What you are asked to do =>
Leave out the pictures and restate every entry word for word.

[[ Source records open ]]

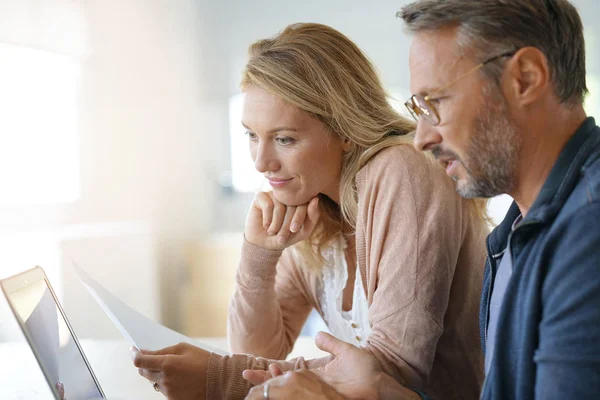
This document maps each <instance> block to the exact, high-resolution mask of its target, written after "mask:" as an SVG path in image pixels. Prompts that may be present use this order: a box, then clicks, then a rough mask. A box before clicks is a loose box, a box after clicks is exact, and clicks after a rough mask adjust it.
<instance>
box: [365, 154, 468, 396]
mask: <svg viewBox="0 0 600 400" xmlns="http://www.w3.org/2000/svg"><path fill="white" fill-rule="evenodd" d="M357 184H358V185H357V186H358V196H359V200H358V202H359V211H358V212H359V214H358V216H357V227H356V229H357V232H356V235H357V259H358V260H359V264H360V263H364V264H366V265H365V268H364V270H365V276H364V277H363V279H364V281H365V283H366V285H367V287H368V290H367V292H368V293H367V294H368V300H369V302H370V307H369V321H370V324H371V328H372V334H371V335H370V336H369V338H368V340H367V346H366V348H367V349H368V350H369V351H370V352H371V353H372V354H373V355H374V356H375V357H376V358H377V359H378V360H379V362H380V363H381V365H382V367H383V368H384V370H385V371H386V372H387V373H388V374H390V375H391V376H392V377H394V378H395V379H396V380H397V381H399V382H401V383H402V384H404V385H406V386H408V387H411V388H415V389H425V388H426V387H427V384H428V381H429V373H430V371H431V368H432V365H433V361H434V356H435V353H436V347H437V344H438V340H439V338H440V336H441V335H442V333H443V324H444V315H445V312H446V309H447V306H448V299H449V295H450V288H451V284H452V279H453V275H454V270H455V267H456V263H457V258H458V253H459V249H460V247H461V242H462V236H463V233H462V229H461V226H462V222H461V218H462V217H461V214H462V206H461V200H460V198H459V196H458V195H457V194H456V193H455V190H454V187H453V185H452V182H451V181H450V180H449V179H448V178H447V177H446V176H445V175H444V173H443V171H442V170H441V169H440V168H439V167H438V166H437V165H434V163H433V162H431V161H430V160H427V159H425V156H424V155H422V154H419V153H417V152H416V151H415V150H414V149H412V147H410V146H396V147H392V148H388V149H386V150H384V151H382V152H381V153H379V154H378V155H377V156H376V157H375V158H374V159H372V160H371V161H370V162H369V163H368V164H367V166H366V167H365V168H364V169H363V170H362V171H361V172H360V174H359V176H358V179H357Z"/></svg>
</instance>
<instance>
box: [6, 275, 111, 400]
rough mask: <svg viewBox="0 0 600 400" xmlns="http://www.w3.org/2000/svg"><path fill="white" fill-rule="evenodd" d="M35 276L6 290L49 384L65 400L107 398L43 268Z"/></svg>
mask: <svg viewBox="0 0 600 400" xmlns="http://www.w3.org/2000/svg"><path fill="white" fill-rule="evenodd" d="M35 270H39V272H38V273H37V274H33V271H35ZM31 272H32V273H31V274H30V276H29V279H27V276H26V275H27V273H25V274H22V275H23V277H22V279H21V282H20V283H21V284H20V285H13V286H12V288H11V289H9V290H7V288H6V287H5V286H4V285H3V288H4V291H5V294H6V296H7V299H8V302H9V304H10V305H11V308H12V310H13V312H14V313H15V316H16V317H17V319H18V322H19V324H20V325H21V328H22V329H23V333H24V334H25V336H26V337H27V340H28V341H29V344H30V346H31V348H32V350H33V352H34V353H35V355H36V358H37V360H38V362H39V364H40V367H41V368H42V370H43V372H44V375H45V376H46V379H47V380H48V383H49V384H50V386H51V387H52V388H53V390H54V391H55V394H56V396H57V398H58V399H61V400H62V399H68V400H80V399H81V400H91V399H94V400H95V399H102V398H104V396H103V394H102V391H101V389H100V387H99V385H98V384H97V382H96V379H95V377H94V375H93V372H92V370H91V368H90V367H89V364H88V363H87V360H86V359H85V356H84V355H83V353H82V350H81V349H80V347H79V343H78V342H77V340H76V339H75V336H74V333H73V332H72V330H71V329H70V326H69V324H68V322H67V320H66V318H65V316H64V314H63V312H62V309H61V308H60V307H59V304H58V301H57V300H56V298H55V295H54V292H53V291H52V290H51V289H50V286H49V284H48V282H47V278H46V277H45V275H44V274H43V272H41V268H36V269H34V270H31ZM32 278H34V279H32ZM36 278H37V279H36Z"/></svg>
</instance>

[[ Source records closed ]]

Exercise response =>
This document maps each <instance> block to the exact, high-resolution mask of its target, written after "mask:" as an SVG path in image pixels. Prompts that may be present use this order: a box, then clicks, then a rough mask. A box before clicks is a loose box, a box after clicks is exact, and clicks after a rough mask adjust it.
<instance>
box: [365, 154, 468, 396]
mask: <svg viewBox="0 0 600 400" xmlns="http://www.w3.org/2000/svg"><path fill="white" fill-rule="evenodd" d="M357 184H358V185H357V186H358V196H359V200H358V202H359V211H358V212H359V214H358V216H357V227H356V229H357V232H356V235H357V259H358V260H359V264H360V263H364V264H366V265H365V268H364V270H365V276H364V277H363V279H364V281H365V283H366V285H367V287H368V290H367V292H368V293H367V294H368V300H369V302H370V307H369V321H370V324H371V328H372V334H371V335H370V336H369V338H368V340H367V346H366V348H367V349H368V350H369V351H370V352H371V353H372V354H373V355H374V356H375V357H376V358H377V359H378V360H379V362H380V363H381V365H382V367H383V368H384V370H385V371H386V372H387V373H388V374H390V375H391V376H392V377H394V378H395V379H396V380H397V381H399V382H401V383H402V384H404V385H406V386H408V387H411V388H415V389H425V388H426V387H427V384H428V381H429V373H430V371H431V368H432V365H433V361H434V356H435V353H436V347H437V344H438V340H439V338H440V336H441V335H442V333H443V324H444V315H445V312H446V309H447V306H448V299H449V295H450V288H451V284H452V279H453V275H454V270H455V267H456V263H457V258H458V253H459V249H460V247H461V242H462V236H463V233H462V229H461V226H462V222H461V218H462V217H461V214H462V206H461V200H460V198H459V196H458V195H457V194H456V193H455V190H454V187H453V185H452V182H451V181H450V180H449V179H448V178H447V177H446V176H445V175H444V173H443V171H442V170H441V169H440V168H439V167H438V166H437V165H434V163H433V162H431V161H430V160H427V159H425V156H424V155H422V154H419V153H417V152H416V151H415V150H414V149H412V147H410V146H396V147H392V148H388V149H386V150H384V151H382V152H381V153H379V154H378V155H377V156H376V157H375V158H374V159H372V160H371V161H370V162H369V163H368V164H367V166H366V167H365V168H364V169H363V170H362V171H361V172H360V174H359V176H358V179H357Z"/></svg>
</instance>
<instance>
box: [6, 275, 111, 400]
rough mask: <svg viewBox="0 0 600 400" xmlns="http://www.w3.org/2000/svg"><path fill="white" fill-rule="evenodd" d="M35 276L6 290L49 384L65 400L107 398L43 268Z"/></svg>
mask: <svg viewBox="0 0 600 400" xmlns="http://www.w3.org/2000/svg"><path fill="white" fill-rule="evenodd" d="M35 270H39V272H38V273H37V274H33V271H35ZM31 272H32V273H31V274H30V276H29V279H27V276H26V275H27V273H25V274H22V275H23V277H22V279H21V282H20V283H21V284H20V285H13V286H12V288H11V289H9V290H7V288H6V287H5V286H4V285H3V288H4V291H5V294H6V296H7V299H8V302H9V304H10V305H11V308H12V310H13V312H14V313H15V316H16V317H17V319H18V322H19V324H20V325H21V328H22V329H23V333H24V334H25V336H26V337H27V340H28V341H29V344H30V346H31V348H32V350H33V352H34V353H35V355H36V358H37V360H38V362H39V364H40V367H41V368H42V370H43V372H44V375H45V376H46V379H47V380H48V383H49V384H50V386H51V387H52V388H53V390H54V391H55V394H56V396H57V398H58V399H61V400H62V399H68V400H80V399H81V400H91V399H94V400H95V399H102V398H104V396H103V394H102V391H101V389H100V387H99V385H98V384H97V382H96V379H95V377H94V375H93V372H92V370H91V368H90V367H89V364H88V363H87V360H86V359H85V356H84V355H83V353H82V350H81V349H80V347H79V343H78V342H77V340H76V339H75V336H74V333H73V332H72V330H71V329H70V326H69V324H68V322H67V320H66V318H65V316H64V314H63V312H62V309H61V308H60V307H59V304H58V301H57V300H56V298H55V295H54V292H53V291H52V290H51V289H50V286H49V284H48V282H47V278H46V277H45V275H44V274H43V272H41V268H36V269H34V270H31ZM32 278H34V279H32ZM36 278H37V279H36Z"/></svg>
</instance>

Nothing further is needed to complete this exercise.